··· EXERCISE DATA ···

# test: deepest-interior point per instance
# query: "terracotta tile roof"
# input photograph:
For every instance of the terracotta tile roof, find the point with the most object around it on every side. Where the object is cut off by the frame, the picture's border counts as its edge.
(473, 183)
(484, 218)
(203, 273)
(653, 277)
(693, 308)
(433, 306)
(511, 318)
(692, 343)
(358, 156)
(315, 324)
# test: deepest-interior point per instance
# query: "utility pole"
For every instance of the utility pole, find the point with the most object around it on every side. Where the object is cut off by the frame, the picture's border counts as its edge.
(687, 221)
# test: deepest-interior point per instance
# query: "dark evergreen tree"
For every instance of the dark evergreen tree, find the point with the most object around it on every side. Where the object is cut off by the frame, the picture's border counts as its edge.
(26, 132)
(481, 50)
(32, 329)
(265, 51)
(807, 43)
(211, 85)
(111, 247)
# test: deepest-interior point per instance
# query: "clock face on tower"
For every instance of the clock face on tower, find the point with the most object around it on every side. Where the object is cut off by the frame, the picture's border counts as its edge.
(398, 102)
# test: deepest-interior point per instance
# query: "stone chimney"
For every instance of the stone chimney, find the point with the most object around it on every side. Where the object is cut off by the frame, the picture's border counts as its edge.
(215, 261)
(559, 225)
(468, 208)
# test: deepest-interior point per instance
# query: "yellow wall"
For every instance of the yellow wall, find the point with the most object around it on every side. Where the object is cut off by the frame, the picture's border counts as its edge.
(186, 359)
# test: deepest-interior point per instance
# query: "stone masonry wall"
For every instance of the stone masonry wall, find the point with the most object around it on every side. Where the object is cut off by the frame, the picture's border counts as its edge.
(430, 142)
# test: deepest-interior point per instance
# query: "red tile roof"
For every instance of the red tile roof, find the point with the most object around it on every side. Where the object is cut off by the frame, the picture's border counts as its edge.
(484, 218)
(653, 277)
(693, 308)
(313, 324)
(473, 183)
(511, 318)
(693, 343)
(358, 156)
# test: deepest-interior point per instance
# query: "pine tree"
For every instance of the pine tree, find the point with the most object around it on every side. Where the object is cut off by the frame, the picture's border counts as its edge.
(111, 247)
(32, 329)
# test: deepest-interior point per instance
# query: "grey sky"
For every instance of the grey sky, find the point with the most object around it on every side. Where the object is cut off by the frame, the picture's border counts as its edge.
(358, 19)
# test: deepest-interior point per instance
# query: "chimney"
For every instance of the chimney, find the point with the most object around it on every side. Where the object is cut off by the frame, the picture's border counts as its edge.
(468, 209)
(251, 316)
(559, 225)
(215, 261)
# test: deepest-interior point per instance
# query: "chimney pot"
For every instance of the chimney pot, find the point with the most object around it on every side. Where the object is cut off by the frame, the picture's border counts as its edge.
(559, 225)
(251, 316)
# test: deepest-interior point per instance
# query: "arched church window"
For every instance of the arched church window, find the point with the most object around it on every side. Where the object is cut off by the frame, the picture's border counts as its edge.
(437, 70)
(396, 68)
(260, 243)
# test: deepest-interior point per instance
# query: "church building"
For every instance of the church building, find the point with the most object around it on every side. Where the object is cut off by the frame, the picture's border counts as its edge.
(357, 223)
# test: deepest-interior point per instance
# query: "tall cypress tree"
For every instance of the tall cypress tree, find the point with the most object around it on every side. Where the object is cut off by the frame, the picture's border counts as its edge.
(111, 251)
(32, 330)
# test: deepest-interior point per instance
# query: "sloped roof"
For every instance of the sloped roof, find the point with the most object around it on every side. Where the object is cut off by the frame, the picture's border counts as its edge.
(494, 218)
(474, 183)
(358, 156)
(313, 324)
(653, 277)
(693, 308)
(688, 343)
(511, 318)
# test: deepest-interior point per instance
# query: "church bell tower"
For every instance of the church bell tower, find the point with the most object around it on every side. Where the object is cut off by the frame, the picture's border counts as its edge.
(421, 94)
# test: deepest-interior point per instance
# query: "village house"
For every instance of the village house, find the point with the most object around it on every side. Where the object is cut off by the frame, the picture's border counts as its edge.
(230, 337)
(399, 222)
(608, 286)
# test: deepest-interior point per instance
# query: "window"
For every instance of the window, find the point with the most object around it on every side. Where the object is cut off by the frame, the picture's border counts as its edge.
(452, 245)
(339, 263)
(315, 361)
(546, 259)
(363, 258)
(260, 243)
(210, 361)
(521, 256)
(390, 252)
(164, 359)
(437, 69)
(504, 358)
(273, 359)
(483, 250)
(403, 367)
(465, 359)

···

• **SET EXERCISE**: Pull out each row above that contains the string "face", treating uppercase and lowercase as different.

• **RESULT FOR THIS EXERCISE**:
# query: "clock face on tower"
For every instance of the clock face on tower, find the point with the most object around it on every side. Where the object is cut off by the frame, the picture's border counts as its edge.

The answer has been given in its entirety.